**Data entries**
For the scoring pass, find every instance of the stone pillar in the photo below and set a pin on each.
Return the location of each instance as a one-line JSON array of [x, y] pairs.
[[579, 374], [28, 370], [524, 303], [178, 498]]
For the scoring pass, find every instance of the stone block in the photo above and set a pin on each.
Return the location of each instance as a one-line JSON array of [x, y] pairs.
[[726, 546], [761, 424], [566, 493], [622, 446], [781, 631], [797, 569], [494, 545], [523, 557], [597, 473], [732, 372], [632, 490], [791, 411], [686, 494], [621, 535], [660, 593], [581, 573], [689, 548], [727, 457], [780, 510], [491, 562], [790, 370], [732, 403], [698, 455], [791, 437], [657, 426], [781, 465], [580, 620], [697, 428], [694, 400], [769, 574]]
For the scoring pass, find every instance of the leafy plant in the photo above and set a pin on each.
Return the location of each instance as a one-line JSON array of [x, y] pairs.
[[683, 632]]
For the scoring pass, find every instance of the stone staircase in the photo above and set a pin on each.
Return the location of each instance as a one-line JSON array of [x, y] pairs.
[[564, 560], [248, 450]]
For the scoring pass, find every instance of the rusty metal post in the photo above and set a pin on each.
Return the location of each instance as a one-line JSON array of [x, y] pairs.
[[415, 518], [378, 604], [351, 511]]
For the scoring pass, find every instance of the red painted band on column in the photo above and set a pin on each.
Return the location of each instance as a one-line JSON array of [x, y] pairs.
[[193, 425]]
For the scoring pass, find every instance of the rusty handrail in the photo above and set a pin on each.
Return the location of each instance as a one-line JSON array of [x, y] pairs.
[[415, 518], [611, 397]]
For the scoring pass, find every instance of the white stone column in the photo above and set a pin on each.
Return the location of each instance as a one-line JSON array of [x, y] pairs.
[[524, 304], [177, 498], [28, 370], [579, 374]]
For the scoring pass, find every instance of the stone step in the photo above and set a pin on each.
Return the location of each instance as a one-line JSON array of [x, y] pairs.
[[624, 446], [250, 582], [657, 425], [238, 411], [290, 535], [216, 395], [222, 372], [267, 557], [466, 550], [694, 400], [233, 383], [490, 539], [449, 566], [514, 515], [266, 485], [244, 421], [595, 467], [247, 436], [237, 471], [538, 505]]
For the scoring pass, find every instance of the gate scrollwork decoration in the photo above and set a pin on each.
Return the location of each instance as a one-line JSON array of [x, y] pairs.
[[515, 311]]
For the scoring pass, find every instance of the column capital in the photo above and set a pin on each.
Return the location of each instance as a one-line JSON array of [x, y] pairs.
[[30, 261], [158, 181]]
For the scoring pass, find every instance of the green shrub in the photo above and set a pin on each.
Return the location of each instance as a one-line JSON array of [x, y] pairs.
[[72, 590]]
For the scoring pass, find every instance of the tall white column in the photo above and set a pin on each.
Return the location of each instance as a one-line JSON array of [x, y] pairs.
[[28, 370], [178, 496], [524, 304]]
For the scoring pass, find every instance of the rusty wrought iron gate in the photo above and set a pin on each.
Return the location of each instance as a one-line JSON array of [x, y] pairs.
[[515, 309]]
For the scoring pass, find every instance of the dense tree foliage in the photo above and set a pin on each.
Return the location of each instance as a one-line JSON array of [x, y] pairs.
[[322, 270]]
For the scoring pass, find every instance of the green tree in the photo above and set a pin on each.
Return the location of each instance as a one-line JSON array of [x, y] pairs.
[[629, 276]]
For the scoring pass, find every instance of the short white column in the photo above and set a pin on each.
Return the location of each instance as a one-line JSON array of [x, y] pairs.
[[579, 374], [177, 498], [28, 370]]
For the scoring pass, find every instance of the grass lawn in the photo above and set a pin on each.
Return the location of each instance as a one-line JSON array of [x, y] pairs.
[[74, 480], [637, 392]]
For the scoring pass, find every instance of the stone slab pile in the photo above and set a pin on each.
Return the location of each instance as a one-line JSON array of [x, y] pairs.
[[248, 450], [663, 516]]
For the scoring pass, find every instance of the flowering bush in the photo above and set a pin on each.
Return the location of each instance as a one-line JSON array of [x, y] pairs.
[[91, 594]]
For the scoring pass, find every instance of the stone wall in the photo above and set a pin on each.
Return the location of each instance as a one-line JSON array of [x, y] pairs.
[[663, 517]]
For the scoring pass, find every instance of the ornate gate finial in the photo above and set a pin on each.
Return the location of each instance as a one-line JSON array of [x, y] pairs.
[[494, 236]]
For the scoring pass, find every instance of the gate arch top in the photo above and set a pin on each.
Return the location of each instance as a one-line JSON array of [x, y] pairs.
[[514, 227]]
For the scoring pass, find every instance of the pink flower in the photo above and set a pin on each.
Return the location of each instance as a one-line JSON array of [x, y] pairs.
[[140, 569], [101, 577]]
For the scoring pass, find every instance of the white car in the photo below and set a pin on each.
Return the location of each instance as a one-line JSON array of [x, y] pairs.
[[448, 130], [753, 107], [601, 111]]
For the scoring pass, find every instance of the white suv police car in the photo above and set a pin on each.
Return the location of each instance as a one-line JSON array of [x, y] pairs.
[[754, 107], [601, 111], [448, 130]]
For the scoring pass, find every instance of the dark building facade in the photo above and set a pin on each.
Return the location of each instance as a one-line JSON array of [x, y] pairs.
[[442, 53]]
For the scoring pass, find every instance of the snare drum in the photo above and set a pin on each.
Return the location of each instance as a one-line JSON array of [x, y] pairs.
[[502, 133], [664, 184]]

**What is required**
Copy the data verbatim from its first line through the line containing "[[415, 518], [378, 604], [351, 511]]", including that line.

**Task response**
For the scoring pass, find every instance of the stone pillar in the photo below and set a pin on each.
Return the location of each instance as a one-line JSON array of [x, y] pairs.
[[579, 374], [28, 370], [524, 303], [178, 498]]
For the scoring pass, find every instance of the stone block in the photo above and set a pin on each.
Return the location of each instance as a one-line JSON array of [x, y] pairs.
[[726, 546], [761, 424], [566, 493], [622, 446], [781, 631], [797, 569], [494, 545], [523, 557], [597, 473], [732, 372], [632, 490], [791, 411], [686, 494], [621, 535], [660, 593], [581, 573], [689, 548], [727, 457], [780, 510], [491, 562], [790, 370], [732, 403], [698, 455], [791, 437], [657, 426], [781, 465], [580, 620], [697, 428], [694, 400], [769, 574]]
For the scoring pass, find every instance of the leafy plant in the photo above and set a pin on each.
Return the location of each instance as a one-line JSON array of [x, y] pairs.
[[683, 632]]
For the scoring pass, find every instance of the stone staircase in the photo above and set a pin on each.
Return the location of each instance as a one-line JSON array of [x, y] pairs.
[[564, 560], [248, 450]]
For the scoring pass, find every instance of the rusty metal post in the photo above and set a pin on each.
Return the location of each instance as a one-line JSON array of [x, y] pairs.
[[415, 518], [378, 604], [351, 511]]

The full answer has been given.